_Problem requirements_
Please report every line of the listing below that has the word "point" in it.

_Supplied data_

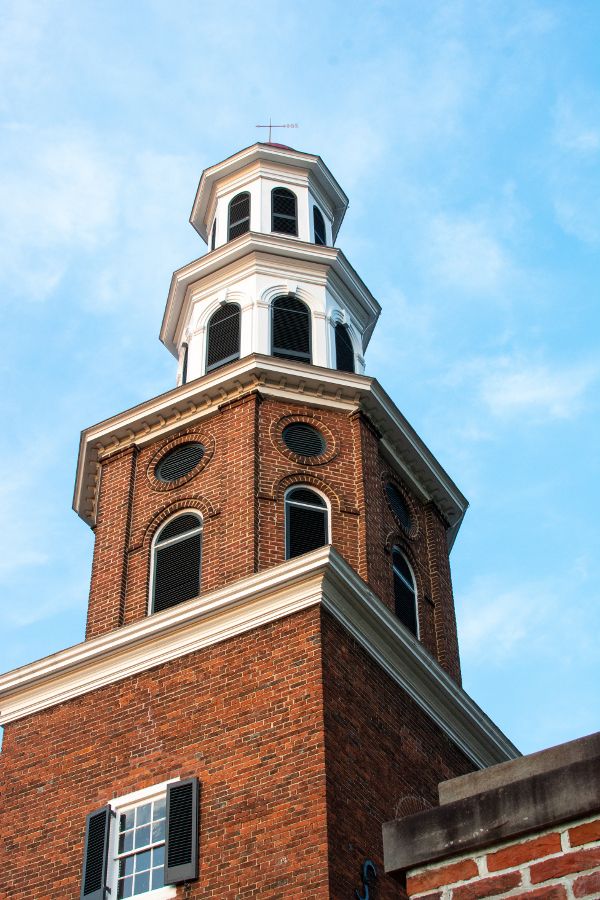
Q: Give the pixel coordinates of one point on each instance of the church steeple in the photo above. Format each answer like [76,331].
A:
[272,282]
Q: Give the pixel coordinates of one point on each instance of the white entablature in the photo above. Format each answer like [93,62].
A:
[270,215]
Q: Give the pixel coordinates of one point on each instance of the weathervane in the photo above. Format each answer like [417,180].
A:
[270,126]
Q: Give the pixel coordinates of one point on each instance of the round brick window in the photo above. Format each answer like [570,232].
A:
[179,462]
[303,439]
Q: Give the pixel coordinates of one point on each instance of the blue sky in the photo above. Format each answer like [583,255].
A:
[467,136]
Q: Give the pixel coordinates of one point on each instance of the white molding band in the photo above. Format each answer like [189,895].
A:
[286,380]
[321,577]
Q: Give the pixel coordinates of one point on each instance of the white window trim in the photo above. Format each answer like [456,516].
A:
[119,805]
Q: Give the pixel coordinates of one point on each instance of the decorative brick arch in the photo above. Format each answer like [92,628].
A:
[146,532]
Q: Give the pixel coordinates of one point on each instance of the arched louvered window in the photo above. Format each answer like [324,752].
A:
[184,364]
[239,216]
[284,217]
[176,558]
[290,329]
[319,226]
[344,351]
[306,521]
[405,592]
[223,341]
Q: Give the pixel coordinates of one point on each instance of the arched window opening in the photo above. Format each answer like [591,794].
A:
[184,364]
[344,351]
[284,217]
[306,522]
[239,216]
[291,329]
[177,553]
[223,340]
[405,593]
[319,226]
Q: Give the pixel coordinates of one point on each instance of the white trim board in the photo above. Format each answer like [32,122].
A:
[321,577]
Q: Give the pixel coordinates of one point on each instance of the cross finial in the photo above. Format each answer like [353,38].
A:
[270,126]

_Answer below_
Q: Give the pixel coordinates of one point on each instance of the church steeple in the photo above. Format each answer like [76,331].
Q: Give the pixel coordinates of one point on each instance of the white entablature in the photo above. Format each answer like [93,62].
Q: Give the pixel coordinates of one point on each instance of the weathervane in the photo above. Format each answer like [417,180].
Q: Give the pixel coordinates of one point on each instance of the round brick window in the photo above. Format each answer like [570,232].
Q: Give the pixel coordinates of one point on each instance of the blue sky in the photo above. Format each answer like [583,255].
Q: Give the pixel coordinates of one point on each instance of the white molding band in the photo above. Format each answer like [189,895].
Q: Give the pixel coordinates of one point on each instance of the white window trim in the photo above. Format each answer like [456,516].
Q: Give the pixel coordinates of one point on each instance of the decorative brick arch in the photo above. Format each answer like [92,628].
Q: Give the pixel coordinates of one point on each instance of the arched louvered window in the photo above. Format each answer like [324,752].
Q: Give the pixel coordinates of one point on each instance of the arched window opening in the photo above. Format each answer like [591,794].
Q: Give the pixel coordinates of one point on each instance of the white trim board in the photo above. Format each answer like [32,122].
Q: Give the pixel coordinates of one point on each instance of the cross finial in the photo above. Format each answer like [353,38].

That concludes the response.